▶ **Text**
|---|
Op-Ed

No surprise: More blacks and Latinos are dying of Covid-19

Posted

Newly released data highlight major racial disparities in deaths from Covid-19, and it’s not surprising. It’s a reflection of the structural racism that has created an unequal foundation for so many aspects of life in America, including widely documented, underlying health disparities for African-American and Latinx people. It should move us to examine structural racism more closely, illuminate its impacts, and redouble our efforts to eliminate it.
According to data released by the City of New York, black and Latinx people are dying of coronavirus at twice the rate of white people. In New York state, excluding New York City, blacks account for 18 percent of deaths, despite comprising just 9 percent of the population. Fourteen percent of the deaths are Latinx people, who make up 11 percent of the population.
In Michigan, according to The Washing Post, African-Americans account for 33 percent of Covid-19 cases and roughly 40 percent of deaths, despite comprising only 14 percent of the population. In Chicago, according to The New York Times, African-Americans account for more than half of those who have tested positive and 72 percent of virus-related fatalities, even though they make up a little less than a third of the population.
|---|
▶ **Excerpted data**
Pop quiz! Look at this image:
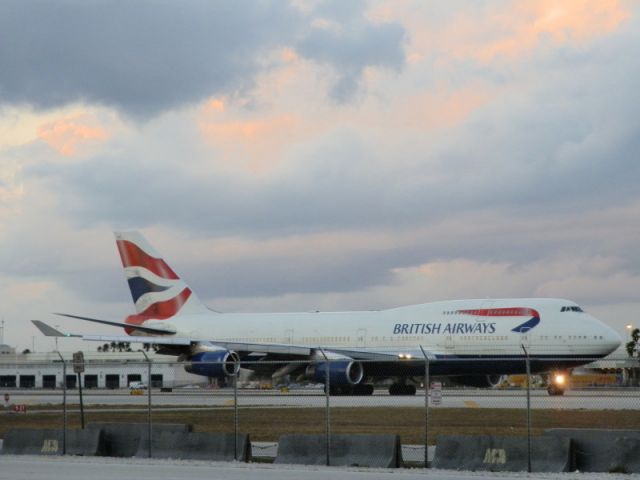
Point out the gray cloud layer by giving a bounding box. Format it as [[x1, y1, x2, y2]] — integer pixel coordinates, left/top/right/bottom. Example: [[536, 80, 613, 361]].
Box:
[[0, 0, 404, 118]]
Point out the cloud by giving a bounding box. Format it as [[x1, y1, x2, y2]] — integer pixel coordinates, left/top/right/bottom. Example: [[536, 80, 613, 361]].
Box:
[[0, 0, 402, 119], [0, 1, 298, 117], [38, 118, 108, 156], [296, 1, 406, 103]]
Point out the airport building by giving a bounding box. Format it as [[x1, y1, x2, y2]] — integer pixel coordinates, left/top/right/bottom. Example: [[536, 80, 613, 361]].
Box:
[[0, 345, 207, 389]]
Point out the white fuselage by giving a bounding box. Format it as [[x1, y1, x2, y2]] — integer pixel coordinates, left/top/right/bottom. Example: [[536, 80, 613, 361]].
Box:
[[149, 298, 621, 358]]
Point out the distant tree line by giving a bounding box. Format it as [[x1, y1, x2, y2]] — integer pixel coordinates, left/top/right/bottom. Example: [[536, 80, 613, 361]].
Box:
[[98, 342, 160, 353]]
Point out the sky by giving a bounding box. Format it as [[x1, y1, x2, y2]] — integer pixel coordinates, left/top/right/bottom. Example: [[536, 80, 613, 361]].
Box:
[[0, 0, 640, 351]]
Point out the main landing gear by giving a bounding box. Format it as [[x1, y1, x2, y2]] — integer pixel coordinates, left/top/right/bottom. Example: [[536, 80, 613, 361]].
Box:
[[325, 383, 373, 397], [389, 383, 416, 395]]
|---|
▶ **Task to complete**
Reproduce the full op-ed on racial disparities in Covid-19 deaths word for word. The listing comes from a source unrelated to the op-ed.

▶ **Output for this exercise**
Op-Ed

No surprise: More blacks and Latinos are dying of Covid-19

Posted

Newly released data highlight major racial disparities in deaths from Covid-19, and it’s not surprising. It’s a reflection of the structural racism that has created an unequal foundation for so many aspects of life in America, including widely documented, underlying health disparities for African-American and Latinx people. It should move us to examine structural racism more closely, illuminate its impacts, and redouble our efforts to eliminate it.
According to data released by the City of New York, black and Latinx people are dying of coronavirus at twice the rate of white people. In New York state, excluding New York City, blacks account for 18 percent of deaths, despite comprising just 9 percent of the population. Fourteen percent of the deaths are Latinx people, who make up 11 percent of the population.
In Michigan, according to The Washing Post, African-Americans account for 33 percent of Covid-19 cases and roughly 40 percent of deaths, despite comprising only 14 percent of the population. In Chicago, according to The New York Times, African-Americans account for more than half of those who have tested positive and 72 percent of virus-related fatalities, even though they make up a little less than a third of the population.